Entries shown:
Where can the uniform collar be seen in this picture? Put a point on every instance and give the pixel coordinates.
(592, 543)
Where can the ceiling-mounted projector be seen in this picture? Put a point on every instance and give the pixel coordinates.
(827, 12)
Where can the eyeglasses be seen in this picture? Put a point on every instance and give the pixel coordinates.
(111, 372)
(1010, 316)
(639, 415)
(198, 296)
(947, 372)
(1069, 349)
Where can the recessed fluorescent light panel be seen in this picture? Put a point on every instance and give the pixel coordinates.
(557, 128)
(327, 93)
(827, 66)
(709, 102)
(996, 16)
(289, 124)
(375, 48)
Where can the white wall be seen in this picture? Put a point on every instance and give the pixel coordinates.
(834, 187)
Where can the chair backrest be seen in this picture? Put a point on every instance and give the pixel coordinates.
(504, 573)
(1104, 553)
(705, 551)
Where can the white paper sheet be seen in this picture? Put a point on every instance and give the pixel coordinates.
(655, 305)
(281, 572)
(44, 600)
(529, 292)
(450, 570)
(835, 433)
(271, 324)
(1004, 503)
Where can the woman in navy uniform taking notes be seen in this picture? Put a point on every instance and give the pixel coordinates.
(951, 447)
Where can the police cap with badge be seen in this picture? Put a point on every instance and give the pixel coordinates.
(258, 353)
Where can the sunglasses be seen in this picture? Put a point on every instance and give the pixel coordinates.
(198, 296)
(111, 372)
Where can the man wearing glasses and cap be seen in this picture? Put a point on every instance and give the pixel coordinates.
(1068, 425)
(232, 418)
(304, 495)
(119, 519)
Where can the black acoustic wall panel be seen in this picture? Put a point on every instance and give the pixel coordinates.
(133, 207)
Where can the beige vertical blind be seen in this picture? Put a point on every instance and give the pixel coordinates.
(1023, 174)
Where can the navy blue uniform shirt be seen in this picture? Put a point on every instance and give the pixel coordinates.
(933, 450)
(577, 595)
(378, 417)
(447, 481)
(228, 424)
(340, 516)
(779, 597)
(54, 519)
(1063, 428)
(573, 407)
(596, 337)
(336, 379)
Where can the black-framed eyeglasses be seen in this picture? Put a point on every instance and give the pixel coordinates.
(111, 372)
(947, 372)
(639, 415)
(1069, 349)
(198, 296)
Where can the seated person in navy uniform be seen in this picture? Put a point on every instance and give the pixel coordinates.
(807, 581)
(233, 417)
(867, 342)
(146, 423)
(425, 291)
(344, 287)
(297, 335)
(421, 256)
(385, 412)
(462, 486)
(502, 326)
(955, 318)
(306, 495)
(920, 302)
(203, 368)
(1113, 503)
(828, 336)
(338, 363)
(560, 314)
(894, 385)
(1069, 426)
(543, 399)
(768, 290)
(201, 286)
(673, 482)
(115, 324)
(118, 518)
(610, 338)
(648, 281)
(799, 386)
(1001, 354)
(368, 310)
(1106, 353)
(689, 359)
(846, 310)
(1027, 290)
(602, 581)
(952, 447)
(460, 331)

Stated goal: Can you write out all the items above again, switching every "Put a point" to "Place a point" and leaving everything else unchanged?

Correct response:
Where can the uniform collar be seen in this picture? Place a point on every instance and give the pixel coordinates.
(592, 543)
Where can the ceiling-mounted projector be seen in this picture? Place a point on every instance and give the pixel coordinates.
(827, 12)
Where can the eyeglasses be seen in this picture? Place a point on every instance and give the pixel coordinates.
(111, 372)
(1010, 316)
(639, 415)
(198, 296)
(947, 372)
(1069, 349)
Where can the recessed fluorescent light panel be seen in this picture? Place a point on every instance and give the pixel coordinates.
(557, 128)
(327, 93)
(827, 66)
(709, 102)
(996, 16)
(289, 124)
(375, 48)
Where can the white wall be seen in this picture? Place a point on every instance and give the pixel coordinates.
(834, 187)
Where can the chair backrest be seen in this picture? Place a point on every instance and give the pixel coordinates.
(504, 573)
(1104, 553)
(705, 551)
Where can the white paper sheet be seen in this picture? Place a point on every instance and give the pixel coordinates.
(655, 305)
(281, 572)
(44, 600)
(529, 292)
(450, 570)
(835, 433)
(271, 324)
(1004, 503)
Where can the woman in navy uniform taking notes be seen in this picture? Place a point on every instance and give the pixel coordinates.
(951, 447)
Where can the police cap with badge be seen in this picture? Place a point on every instance and give the pixel coordinates.
(258, 353)
Where can the sunglasses be seen in this picture? Place a point on every instance and give the pixel coordinates.
(198, 296)
(111, 372)
Where can the man wearing glasses and cap be seen in this picture? Place a point on every instance and give the pixel coordinates.
(1068, 425)
(232, 418)
(304, 495)
(119, 519)
Where can the black acoustic wall panel be seen in this picture? Place a point on every instance and give the pixel coordinates.
(133, 207)
Where can the beige vertical blind be seen in this picture? Place a point on every instance and give the pixel coordinates.
(1023, 174)
Where can the navy blue uniform shirt be seen in this picture? Place a point on every instance and give the pixel coordinates.
(933, 450)
(577, 595)
(378, 417)
(447, 481)
(228, 424)
(340, 516)
(779, 597)
(54, 519)
(1063, 428)
(573, 407)
(596, 337)
(336, 379)
Where can the black-framed eyeglasses be seen in this picture? Place a point on every instance and give the pixel coordinates.
(111, 372)
(947, 372)
(639, 415)
(1069, 349)
(198, 296)
Where can the seated person in navy uniform be seen in this picture? Place a point on every instance and give the pixel coordinates.
(807, 581)
(233, 417)
(867, 342)
(146, 423)
(425, 291)
(344, 287)
(297, 335)
(421, 256)
(385, 412)
(462, 486)
(502, 326)
(955, 318)
(306, 495)
(920, 302)
(203, 368)
(1113, 503)
(828, 336)
(338, 363)
(560, 314)
(894, 385)
(1069, 426)
(543, 399)
(768, 290)
(201, 286)
(673, 482)
(115, 324)
(118, 518)
(610, 338)
(648, 281)
(799, 386)
(1001, 354)
(368, 310)
(1106, 353)
(689, 359)
(846, 310)
(1027, 290)
(602, 581)
(952, 447)
(460, 331)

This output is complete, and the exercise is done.